▸ **Exercise description**
Copy the data from the line containing "Target: yellow marking on ground" through the end, keeping every line unchanged.

▸ **Excerpted data**
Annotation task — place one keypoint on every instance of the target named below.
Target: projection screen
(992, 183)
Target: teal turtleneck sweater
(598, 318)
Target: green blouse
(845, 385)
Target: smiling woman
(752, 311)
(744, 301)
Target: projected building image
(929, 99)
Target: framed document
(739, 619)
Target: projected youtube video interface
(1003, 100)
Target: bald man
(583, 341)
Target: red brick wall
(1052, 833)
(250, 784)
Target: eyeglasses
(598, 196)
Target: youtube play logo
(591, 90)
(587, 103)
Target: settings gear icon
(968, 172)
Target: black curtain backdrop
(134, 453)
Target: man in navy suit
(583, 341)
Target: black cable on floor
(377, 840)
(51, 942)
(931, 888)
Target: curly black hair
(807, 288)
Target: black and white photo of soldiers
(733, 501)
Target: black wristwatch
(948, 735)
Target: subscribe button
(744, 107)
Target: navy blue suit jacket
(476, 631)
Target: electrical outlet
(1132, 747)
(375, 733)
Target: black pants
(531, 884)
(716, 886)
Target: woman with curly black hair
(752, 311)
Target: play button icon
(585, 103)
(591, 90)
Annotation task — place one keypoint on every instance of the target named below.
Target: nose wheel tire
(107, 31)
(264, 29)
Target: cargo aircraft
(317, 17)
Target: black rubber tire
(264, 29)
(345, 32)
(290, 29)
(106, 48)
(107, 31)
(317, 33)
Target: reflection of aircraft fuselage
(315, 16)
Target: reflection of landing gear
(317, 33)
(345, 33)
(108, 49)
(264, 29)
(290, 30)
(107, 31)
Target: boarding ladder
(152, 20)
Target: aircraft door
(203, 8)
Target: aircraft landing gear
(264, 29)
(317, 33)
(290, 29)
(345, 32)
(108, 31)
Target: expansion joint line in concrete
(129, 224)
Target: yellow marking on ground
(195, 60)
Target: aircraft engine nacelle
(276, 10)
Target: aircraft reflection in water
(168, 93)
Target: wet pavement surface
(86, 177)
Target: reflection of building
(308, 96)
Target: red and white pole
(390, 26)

▸ **Result below**
Target: yellow marking on ground
(195, 60)
Target: aircraft engine nacelle
(276, 10)
Target: aircraft reflection in water
(168, 93)
Target: wet pavement surface
(86, 177)
Target: reflection of building
(308, 96)
Target: red and white pole
(390, 26)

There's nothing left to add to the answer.